Records from a data source

◆ ◆ ◆

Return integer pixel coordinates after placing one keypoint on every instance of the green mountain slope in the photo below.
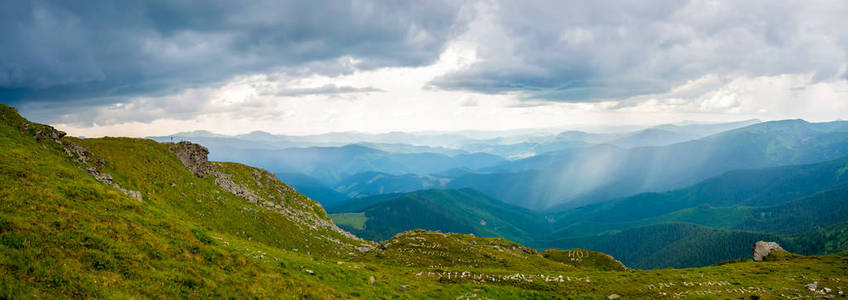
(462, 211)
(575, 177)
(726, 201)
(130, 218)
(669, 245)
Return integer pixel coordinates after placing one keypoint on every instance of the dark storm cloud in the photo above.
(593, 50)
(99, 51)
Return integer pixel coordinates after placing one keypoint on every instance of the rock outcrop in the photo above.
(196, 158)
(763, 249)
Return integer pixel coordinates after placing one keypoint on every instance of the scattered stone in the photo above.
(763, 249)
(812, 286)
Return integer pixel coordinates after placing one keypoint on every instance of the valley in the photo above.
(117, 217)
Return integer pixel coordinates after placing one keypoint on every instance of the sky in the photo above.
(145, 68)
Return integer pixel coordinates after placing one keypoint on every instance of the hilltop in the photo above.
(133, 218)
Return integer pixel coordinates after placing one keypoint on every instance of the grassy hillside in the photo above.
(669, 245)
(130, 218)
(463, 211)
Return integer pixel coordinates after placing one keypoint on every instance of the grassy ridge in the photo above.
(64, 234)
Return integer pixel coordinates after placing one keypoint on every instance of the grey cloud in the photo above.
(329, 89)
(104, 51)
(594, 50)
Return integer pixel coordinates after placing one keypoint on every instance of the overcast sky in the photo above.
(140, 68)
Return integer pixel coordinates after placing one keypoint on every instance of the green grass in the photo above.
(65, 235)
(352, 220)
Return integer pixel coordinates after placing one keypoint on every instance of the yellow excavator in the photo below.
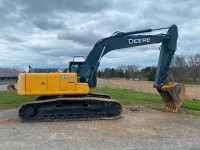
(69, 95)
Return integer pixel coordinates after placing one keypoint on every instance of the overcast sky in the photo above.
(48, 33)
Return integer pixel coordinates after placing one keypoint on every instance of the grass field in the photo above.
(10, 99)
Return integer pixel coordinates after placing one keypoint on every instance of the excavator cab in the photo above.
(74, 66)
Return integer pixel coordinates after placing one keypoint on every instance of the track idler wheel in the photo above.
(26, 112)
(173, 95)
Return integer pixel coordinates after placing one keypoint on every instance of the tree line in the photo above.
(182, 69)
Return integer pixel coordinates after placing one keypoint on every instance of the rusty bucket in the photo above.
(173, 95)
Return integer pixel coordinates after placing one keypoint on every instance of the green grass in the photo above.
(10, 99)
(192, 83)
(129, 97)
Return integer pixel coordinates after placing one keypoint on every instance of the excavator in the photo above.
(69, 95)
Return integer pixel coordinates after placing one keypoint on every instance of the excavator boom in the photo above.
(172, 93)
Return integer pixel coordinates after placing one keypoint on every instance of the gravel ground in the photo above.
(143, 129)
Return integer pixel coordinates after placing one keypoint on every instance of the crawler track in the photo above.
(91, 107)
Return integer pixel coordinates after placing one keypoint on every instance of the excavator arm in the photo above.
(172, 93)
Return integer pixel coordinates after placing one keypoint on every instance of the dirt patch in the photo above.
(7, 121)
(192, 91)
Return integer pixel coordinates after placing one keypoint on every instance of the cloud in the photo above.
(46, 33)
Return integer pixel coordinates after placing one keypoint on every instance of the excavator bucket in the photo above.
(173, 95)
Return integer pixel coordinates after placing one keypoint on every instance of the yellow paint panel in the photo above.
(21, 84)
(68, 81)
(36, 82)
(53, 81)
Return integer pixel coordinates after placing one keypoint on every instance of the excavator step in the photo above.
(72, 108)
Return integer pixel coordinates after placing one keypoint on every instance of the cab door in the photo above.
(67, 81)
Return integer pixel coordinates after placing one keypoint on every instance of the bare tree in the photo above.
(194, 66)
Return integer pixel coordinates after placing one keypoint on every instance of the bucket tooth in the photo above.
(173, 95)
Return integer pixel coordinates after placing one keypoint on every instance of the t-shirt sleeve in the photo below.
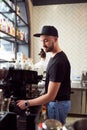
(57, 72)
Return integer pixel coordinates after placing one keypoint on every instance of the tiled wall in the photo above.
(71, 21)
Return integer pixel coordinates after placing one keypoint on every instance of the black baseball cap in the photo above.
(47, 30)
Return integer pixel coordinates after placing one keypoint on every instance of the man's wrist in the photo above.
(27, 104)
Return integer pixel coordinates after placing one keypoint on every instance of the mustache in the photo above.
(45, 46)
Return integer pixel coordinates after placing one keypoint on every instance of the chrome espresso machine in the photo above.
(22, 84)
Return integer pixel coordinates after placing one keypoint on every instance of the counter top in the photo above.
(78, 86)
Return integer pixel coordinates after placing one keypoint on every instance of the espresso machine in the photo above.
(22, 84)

◆ ◆ ◆

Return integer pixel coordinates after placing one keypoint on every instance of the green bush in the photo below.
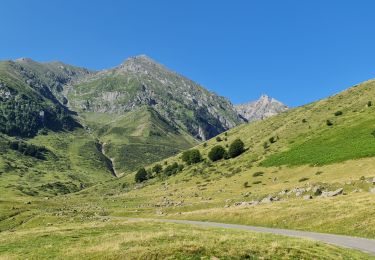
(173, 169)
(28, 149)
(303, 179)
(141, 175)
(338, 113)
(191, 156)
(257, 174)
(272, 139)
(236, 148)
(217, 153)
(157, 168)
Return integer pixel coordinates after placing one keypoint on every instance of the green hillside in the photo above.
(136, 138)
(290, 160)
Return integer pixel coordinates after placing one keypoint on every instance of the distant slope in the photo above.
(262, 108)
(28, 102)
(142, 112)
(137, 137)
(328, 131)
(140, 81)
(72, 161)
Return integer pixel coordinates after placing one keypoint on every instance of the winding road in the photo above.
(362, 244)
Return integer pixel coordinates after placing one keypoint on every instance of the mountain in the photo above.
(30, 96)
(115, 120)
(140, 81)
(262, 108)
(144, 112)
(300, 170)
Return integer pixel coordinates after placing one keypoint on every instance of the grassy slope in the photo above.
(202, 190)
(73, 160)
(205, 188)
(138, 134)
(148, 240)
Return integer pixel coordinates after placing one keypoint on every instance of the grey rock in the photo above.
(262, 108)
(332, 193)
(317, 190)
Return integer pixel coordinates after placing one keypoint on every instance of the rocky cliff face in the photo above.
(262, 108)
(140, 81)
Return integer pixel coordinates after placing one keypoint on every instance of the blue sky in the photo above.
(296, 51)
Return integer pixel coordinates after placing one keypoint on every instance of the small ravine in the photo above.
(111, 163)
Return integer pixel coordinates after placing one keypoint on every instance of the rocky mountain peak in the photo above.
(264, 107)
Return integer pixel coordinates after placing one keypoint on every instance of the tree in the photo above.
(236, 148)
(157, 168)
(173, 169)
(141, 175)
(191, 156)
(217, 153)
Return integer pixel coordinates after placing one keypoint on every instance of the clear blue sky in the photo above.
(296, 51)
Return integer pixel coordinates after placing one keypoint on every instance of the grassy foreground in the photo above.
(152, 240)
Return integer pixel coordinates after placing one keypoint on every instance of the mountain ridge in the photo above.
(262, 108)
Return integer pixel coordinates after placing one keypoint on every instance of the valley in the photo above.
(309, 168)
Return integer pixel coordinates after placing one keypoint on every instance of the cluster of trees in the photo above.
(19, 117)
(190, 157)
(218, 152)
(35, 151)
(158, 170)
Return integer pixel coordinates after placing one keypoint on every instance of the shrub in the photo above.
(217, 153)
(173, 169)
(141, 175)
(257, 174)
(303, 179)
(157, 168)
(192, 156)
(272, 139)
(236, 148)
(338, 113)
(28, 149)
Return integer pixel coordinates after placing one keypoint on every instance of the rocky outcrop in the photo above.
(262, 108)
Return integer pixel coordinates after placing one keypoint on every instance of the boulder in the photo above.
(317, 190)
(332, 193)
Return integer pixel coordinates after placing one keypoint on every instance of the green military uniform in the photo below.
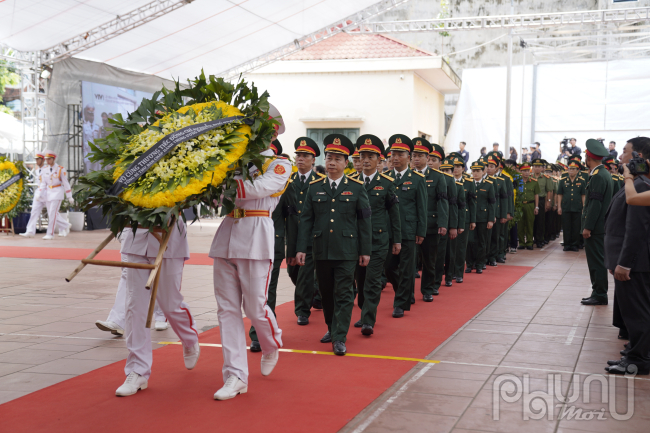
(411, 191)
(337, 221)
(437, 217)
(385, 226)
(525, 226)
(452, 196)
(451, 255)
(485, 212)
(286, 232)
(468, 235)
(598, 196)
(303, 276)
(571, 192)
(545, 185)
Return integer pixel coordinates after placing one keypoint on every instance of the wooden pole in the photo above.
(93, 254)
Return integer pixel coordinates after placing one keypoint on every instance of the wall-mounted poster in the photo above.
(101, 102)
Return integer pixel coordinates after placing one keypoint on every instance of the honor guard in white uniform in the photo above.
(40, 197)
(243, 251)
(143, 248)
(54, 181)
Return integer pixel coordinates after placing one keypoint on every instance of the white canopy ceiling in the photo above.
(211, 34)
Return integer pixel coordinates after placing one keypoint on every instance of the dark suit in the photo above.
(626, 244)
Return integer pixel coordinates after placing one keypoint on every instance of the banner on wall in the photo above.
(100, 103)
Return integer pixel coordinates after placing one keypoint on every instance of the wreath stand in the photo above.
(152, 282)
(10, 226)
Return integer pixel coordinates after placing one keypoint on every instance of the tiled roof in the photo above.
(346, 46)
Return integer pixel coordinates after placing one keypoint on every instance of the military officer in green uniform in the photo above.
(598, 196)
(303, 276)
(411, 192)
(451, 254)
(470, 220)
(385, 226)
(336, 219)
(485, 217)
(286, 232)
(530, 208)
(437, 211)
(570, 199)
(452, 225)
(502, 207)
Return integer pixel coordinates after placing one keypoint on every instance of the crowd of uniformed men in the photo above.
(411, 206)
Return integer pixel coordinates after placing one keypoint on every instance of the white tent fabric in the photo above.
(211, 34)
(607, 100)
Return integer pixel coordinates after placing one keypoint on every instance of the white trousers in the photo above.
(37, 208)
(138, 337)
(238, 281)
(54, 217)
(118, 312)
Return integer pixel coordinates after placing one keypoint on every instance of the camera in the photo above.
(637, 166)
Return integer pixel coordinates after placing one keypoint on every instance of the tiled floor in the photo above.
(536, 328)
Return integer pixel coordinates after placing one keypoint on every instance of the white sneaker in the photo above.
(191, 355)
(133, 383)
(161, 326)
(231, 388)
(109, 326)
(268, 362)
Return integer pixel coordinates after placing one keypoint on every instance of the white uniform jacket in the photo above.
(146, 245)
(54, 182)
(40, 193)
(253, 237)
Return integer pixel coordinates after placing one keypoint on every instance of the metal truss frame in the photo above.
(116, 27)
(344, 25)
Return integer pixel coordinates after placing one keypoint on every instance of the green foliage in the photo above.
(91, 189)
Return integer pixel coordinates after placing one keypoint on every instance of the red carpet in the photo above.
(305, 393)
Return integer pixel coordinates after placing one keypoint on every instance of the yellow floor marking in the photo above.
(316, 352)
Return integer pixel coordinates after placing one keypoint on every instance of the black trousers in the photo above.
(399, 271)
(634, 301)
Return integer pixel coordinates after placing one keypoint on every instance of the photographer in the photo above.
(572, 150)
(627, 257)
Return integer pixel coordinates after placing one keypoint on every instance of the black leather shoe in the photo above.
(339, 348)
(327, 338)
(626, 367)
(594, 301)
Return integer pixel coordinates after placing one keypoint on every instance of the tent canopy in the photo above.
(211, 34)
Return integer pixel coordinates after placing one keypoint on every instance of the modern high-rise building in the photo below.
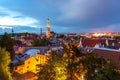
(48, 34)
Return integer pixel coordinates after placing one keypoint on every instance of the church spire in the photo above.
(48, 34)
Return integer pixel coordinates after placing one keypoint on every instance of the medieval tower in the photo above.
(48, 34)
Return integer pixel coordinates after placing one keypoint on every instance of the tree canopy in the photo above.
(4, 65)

◆ ◆ ◆

• [WHAT THIS TASK INVOLVES]: Please show every line of the data above that contains the word "white".

• [ANSWER]:
Return integer pixel coordinates after placing one keypoint on every instance of the honor guard in white uniform in the photo above.
Return integer pixel coordinates after placing one keypoint on every instance of the white canopy ceiling in the photo above.
Return integer pixel coordinates after placing one keypoint on every instance of the white tent fabric in the photo above.
Return integer pixel coordinates after placing one keypoint on every instance of the white trousers in the photo above.
Return integer pixel coordinates after placing one keypoint on every instance of the white sneaker in the photo above.
Return integer pixel coordinates after placing one keypoint on every instance of the white uniform jacket in the photo above.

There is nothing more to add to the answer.